■ **Natural-language object grounding data**
::::
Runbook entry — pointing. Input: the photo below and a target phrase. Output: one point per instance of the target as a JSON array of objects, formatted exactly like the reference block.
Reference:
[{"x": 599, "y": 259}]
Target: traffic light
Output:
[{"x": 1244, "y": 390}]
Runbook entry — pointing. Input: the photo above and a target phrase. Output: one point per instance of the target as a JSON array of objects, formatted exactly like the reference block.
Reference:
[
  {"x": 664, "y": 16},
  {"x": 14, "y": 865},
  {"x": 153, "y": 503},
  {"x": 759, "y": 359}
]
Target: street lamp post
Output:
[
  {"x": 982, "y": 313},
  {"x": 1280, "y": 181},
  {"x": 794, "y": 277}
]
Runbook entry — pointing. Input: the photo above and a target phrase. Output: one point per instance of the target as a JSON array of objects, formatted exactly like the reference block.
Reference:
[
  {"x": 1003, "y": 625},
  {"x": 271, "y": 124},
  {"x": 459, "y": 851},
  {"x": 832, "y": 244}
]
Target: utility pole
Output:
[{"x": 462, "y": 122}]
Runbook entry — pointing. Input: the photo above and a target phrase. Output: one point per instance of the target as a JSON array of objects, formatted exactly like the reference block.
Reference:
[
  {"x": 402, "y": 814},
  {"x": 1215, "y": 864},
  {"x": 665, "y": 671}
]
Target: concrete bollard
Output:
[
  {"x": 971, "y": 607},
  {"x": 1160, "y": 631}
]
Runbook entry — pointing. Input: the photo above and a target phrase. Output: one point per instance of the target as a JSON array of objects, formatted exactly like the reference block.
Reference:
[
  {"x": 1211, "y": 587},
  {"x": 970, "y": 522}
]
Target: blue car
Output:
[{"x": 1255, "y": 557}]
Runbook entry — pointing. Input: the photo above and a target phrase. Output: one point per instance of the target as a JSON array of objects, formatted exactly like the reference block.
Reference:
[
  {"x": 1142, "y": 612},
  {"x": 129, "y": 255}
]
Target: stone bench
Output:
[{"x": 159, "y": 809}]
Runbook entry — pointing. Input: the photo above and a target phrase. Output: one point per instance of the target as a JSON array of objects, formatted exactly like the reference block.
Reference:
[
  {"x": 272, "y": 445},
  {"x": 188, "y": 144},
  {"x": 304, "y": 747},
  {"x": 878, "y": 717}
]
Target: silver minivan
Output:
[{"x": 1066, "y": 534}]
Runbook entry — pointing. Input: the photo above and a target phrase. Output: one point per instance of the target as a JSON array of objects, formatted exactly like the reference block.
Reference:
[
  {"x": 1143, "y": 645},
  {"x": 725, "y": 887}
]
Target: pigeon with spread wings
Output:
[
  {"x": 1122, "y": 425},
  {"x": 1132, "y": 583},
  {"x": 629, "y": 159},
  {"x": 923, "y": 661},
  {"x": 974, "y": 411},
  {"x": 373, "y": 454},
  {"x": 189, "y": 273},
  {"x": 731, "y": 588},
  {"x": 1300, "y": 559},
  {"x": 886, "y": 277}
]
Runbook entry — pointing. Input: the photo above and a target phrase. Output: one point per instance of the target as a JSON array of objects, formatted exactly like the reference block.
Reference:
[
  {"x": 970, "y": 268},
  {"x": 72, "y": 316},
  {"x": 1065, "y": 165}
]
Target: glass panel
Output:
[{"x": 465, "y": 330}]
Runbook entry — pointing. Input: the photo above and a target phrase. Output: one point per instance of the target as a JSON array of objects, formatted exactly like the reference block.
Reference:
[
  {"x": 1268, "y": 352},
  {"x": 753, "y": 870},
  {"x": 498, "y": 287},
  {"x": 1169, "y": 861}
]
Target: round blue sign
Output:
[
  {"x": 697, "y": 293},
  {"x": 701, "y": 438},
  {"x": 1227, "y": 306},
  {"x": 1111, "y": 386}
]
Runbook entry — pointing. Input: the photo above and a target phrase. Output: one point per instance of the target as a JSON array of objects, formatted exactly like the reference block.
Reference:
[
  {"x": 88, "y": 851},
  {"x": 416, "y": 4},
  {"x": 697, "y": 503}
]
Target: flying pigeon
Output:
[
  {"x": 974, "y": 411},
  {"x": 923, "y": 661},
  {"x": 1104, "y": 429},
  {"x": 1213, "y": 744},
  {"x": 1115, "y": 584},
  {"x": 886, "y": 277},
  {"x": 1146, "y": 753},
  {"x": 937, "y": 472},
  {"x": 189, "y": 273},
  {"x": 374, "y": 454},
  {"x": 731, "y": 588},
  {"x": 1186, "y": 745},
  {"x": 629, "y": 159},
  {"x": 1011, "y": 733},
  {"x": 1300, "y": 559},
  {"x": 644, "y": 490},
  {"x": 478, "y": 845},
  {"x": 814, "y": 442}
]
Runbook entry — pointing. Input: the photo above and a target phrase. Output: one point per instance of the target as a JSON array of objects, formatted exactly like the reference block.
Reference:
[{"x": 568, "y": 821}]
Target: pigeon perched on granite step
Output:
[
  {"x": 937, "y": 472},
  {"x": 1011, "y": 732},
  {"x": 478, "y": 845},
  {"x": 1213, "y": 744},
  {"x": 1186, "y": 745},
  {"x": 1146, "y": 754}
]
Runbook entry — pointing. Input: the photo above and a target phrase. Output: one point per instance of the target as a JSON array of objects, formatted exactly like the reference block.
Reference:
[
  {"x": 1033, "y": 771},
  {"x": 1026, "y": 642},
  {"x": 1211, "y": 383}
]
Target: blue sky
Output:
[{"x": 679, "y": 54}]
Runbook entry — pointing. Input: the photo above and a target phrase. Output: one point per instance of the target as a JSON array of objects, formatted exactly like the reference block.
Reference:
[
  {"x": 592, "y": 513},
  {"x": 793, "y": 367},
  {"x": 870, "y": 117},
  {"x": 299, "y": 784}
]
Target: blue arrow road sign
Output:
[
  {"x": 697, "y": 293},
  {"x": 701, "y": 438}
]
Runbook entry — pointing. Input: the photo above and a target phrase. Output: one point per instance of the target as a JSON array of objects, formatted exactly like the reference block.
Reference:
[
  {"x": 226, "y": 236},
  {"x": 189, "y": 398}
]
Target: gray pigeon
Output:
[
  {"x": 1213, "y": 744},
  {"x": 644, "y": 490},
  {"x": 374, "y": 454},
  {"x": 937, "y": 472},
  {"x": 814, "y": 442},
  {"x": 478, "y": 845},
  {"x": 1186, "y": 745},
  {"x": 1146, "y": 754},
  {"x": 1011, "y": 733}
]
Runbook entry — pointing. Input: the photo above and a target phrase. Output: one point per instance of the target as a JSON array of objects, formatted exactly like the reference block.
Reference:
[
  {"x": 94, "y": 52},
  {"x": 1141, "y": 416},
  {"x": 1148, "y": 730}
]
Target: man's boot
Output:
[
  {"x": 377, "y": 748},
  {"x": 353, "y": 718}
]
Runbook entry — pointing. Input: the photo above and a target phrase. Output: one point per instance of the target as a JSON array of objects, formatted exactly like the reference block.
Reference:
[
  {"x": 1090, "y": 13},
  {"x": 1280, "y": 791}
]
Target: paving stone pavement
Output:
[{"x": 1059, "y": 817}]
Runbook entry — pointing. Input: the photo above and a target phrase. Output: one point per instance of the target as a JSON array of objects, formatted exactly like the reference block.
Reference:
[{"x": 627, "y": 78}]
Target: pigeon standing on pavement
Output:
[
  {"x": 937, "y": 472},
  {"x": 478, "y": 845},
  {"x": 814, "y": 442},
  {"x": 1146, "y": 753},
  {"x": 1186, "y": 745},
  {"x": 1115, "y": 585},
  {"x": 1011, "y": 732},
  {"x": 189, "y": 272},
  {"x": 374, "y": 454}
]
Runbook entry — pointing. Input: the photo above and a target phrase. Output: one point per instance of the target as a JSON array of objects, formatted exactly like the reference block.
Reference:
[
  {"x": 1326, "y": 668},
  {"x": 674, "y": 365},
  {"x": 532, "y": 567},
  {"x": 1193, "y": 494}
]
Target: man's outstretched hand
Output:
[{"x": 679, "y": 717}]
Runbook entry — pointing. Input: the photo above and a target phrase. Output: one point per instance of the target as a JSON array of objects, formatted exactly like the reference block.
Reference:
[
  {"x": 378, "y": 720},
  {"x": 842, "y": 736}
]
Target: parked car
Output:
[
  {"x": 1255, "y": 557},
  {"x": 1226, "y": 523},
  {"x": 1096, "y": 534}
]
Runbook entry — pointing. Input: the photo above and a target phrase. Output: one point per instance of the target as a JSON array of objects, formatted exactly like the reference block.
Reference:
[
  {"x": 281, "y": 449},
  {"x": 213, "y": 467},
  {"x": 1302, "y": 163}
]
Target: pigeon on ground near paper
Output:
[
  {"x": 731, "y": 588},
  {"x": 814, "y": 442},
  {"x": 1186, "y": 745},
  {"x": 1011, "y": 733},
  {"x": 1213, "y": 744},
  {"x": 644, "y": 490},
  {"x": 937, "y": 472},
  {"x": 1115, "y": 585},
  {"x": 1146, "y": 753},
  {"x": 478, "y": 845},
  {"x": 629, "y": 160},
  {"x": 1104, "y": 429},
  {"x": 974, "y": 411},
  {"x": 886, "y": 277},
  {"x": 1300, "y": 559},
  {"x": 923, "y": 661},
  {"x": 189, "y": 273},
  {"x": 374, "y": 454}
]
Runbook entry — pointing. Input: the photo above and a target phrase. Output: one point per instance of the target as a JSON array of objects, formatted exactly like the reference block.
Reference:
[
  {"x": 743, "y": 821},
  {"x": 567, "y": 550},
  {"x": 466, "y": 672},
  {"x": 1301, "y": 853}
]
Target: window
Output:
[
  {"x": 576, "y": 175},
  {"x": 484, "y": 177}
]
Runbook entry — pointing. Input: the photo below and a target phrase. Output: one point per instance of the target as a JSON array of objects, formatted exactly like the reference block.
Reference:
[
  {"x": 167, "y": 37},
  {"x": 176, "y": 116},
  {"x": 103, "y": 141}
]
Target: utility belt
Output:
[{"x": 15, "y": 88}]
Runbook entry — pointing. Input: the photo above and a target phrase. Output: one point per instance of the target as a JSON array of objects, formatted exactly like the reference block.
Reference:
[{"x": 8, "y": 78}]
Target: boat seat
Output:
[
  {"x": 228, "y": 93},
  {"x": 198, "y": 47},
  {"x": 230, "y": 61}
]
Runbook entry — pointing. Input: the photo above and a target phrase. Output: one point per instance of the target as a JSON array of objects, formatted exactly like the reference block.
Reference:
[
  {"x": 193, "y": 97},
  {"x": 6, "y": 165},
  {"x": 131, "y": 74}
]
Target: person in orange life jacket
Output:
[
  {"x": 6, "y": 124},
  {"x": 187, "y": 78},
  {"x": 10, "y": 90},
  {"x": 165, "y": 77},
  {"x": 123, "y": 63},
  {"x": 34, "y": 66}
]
::::
■ **Exercise prompt**
All lines above in which the word "utility" occurs should be identified and copied.

■ **Problem solution**
Target: utility pole
Target: utility belt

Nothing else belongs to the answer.